Sandberg shares on her views of women feeling like “frauds” or “imposters” linked directly to our ability to underestimate ourselves – not on rare occasions, but continuously. We simply don’t believe we’re as good as we really are. When we do take credit, Sandberg states that we usually attribute the credit to external factors such as “luck, assistance from others and hard work”. Apparently, we don’t beat our chests and shout at the top of our lungs “I am woman hear me roar!”
I thought about Sandberg’s comments and their applicability to my own career. I can occasionally remember taking a seat in the back of the room and allowing others to sit at the table, when I should have been right there with them. I honestly can’t recall what prompted me to take this stance but I sat on the sidelines enough to know that something inside me kept me there. Maybe I was channeling the “imposter syndrome” Sandberg speaks to in the book.
Did I routinely underestimate my abilities? Absolutely! For years, I would take great care conducting my annual self-assessment pointing out all the areas where I could improve, and taking credit only in the ‘soft skill’ areas such as “plays well with others”, “never runs with scissors”. You get the point. I have been counseled by my male colleagues that no one should rank themselves or others as excelling at anything because room for improvement always exists, only to discover that they had ranked themselves at excelling. You can’t make this stuff up!
########
[What this exercise asks]
a. Transcribe the part of the passage on imposter syndrome between "I thought about" and "in the book.", inclusive.
b. Continue the reflection on women underestimating their abilities at work, starting after its final sentence.

[Records shown]
########
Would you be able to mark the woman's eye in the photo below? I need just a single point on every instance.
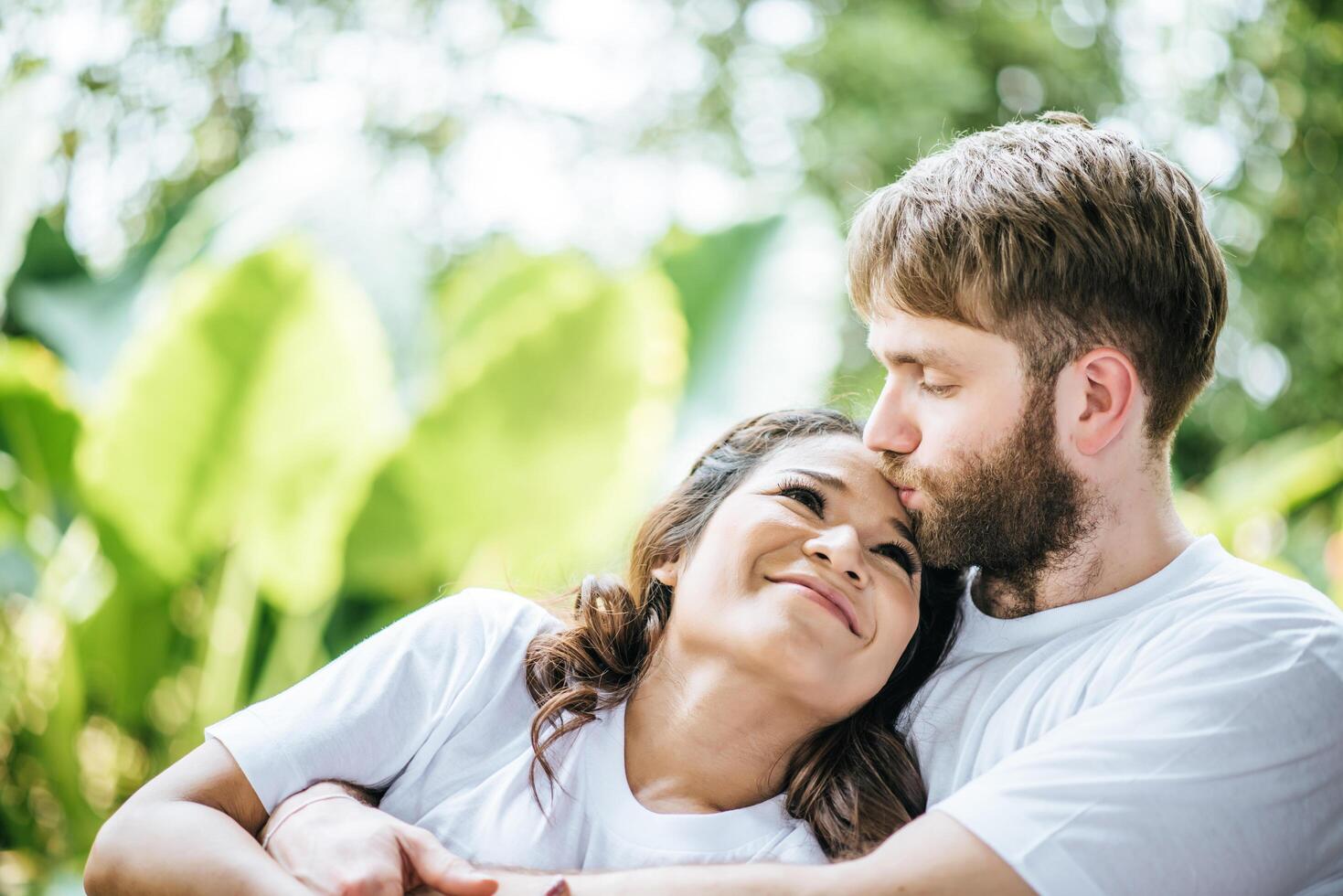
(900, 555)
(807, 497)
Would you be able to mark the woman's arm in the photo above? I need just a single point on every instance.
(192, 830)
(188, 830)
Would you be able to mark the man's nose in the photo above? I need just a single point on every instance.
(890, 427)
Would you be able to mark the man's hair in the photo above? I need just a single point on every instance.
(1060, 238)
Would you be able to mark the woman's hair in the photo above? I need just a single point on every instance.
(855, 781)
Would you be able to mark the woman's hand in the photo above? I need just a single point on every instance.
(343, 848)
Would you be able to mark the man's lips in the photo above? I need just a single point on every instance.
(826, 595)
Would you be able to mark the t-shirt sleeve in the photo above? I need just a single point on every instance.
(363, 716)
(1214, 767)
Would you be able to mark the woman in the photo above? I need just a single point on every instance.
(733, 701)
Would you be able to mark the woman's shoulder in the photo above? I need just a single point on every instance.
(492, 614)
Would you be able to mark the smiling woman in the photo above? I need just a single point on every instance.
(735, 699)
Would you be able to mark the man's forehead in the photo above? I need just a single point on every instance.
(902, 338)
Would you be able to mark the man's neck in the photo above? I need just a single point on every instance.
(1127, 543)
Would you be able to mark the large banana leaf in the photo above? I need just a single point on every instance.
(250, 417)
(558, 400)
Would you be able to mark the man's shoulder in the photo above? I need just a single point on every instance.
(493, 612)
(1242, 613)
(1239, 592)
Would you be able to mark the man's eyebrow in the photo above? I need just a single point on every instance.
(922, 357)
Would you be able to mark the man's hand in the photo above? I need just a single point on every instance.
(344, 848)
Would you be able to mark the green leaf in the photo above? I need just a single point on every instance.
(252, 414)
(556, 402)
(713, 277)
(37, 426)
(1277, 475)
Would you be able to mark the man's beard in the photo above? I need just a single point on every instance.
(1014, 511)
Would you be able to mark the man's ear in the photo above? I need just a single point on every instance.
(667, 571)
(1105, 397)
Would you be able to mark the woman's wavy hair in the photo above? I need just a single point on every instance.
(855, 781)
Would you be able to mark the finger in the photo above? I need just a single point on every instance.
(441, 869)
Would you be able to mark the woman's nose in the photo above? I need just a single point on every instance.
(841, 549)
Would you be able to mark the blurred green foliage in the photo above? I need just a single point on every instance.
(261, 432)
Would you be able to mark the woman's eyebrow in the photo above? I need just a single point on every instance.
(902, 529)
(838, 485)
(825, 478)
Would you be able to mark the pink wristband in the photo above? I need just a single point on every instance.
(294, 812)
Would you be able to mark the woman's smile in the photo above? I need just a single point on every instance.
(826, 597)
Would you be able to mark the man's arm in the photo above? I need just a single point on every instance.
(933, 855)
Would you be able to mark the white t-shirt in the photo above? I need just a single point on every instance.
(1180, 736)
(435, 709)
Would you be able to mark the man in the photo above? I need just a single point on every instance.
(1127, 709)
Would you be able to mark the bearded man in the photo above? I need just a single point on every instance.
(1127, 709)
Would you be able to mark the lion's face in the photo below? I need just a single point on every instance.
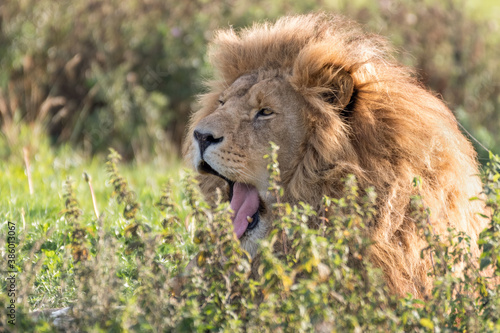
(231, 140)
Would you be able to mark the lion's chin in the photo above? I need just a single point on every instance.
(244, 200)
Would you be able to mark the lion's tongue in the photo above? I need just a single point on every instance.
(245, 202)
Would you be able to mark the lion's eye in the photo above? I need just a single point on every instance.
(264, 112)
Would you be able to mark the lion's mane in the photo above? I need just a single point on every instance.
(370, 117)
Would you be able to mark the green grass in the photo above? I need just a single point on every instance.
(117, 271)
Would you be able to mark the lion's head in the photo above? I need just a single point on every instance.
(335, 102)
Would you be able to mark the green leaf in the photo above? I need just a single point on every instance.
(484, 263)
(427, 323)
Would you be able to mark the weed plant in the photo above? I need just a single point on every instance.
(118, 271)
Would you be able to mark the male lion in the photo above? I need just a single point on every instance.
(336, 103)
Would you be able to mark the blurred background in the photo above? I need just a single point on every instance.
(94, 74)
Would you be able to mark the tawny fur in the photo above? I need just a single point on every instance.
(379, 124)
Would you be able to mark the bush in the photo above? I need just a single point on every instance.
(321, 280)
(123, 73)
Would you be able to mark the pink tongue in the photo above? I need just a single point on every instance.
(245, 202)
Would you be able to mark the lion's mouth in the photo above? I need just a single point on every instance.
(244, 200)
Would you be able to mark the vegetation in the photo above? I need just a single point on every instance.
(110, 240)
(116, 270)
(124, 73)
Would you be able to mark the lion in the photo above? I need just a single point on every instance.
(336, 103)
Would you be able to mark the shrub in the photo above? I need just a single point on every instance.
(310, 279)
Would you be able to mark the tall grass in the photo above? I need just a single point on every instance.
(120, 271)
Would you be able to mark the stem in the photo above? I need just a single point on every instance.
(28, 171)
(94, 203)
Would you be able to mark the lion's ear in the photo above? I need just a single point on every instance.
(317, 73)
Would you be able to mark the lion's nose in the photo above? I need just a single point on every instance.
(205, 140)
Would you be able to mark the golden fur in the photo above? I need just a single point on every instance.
########
[Outputs for the tasks]
a.
I thought about Sandberg’s comments and their applicability to my own career. I can occasionally remember taking a seat in the back of the room and allowing others to sit at the table, when I should have been right there with them. I honestly can’t recall what prompted me to take this stance but I sat on the sidelines enough to know that something inside me kept me there. Maybe I was channeling the “imposter syndrome” Sandberg speaks to in the book.

b.
Many women don’t seek promotional or stretch opportunities, thinking if they don’t have the exact experience they aren’t qualified. Promotional and stretch assignments by their very nature are opportunities to learn, develop and grow. We’re not supposed to know everything when we’re expanding or stepping up in roles. So go ahead and ask for that promotion, take proper credit for a job well done and give yourself an excellent rating, because you are worth it.
I’d like to hear your stories about failing to or taking a seat at the table. What prompted you to do one or the other?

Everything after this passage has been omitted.